Stated problem: Copy the material from the line that contains "written like <point>528,59</point>." through the line that contains "<point>319,218</point>", substituting "interior doorway" for "open doorway" and keeping everything else unchanged.

Material to process:
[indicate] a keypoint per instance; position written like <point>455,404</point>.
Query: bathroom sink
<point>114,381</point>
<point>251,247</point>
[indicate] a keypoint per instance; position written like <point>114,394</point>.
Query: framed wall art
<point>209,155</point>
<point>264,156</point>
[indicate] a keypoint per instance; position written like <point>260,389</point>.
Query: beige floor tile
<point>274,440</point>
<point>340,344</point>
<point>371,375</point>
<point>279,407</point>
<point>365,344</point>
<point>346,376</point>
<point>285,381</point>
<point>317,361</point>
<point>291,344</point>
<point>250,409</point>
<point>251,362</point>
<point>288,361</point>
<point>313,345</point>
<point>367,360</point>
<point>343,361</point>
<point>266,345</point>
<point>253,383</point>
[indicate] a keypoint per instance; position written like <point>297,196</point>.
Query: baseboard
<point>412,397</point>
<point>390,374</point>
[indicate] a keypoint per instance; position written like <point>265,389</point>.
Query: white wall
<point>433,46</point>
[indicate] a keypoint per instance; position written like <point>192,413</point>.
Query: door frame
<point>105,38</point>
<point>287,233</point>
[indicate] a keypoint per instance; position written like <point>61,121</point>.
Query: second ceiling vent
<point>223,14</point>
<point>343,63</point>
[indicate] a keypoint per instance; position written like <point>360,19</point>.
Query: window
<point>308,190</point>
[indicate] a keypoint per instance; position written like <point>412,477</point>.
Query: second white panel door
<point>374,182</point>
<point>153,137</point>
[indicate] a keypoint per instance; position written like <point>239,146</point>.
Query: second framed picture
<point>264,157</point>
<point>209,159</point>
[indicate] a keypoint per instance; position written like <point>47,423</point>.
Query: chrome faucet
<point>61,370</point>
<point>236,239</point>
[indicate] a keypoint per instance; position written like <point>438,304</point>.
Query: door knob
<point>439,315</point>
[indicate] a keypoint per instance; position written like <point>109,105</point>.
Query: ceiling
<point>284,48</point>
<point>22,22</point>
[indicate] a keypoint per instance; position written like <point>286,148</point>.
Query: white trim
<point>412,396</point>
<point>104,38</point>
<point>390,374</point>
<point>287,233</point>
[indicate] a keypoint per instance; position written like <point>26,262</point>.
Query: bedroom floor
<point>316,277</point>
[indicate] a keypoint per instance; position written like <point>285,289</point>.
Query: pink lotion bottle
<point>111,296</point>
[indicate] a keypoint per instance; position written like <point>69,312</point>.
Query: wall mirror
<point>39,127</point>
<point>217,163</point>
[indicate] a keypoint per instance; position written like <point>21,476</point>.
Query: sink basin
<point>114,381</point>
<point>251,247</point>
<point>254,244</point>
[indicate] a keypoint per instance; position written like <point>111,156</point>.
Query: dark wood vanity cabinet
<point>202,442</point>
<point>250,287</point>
==
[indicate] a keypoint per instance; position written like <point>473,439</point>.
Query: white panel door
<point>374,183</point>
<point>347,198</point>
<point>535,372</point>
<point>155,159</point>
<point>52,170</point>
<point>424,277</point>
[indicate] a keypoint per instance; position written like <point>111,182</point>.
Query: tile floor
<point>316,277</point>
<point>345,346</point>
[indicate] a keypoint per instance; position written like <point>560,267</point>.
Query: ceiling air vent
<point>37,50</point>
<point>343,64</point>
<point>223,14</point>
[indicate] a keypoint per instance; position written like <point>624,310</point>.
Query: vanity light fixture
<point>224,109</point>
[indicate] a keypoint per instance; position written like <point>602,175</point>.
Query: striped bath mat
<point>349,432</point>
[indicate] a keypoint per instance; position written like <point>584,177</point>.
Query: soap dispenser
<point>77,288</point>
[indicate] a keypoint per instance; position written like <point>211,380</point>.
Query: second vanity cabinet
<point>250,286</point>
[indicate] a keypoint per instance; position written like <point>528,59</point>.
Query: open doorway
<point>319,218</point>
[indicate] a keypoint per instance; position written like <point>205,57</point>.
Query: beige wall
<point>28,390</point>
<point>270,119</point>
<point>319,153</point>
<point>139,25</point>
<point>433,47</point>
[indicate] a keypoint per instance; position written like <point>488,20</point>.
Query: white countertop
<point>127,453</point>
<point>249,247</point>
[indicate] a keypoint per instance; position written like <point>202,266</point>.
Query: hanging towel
==
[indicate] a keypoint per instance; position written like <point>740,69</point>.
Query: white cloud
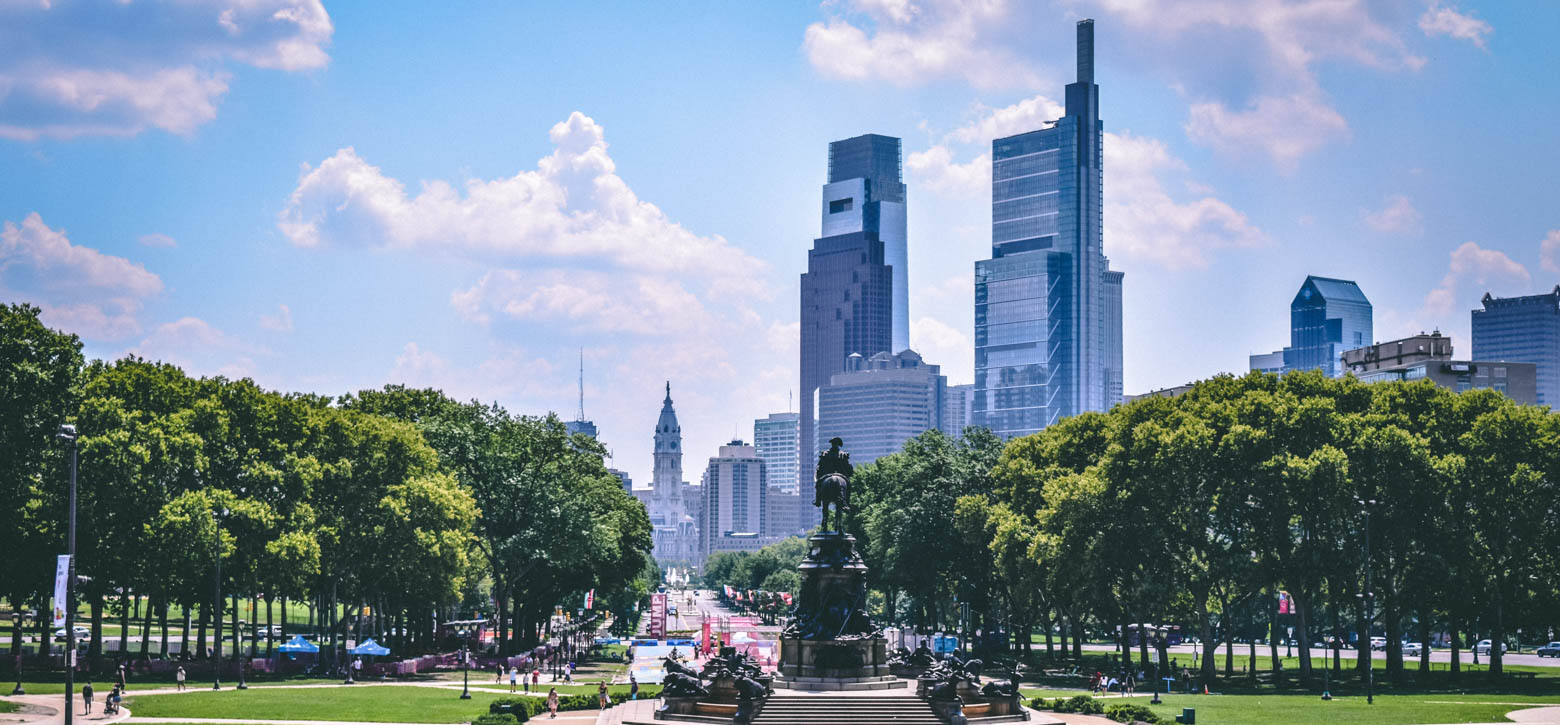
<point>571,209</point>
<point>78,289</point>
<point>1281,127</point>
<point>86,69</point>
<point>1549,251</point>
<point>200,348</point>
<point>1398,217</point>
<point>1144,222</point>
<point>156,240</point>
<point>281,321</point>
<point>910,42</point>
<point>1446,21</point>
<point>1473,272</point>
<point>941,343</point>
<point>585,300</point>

Final result:
[indicate] a keypoint per instance; position written like <point>528,59</point>.
Query: interior doorway
<point>319,218</point>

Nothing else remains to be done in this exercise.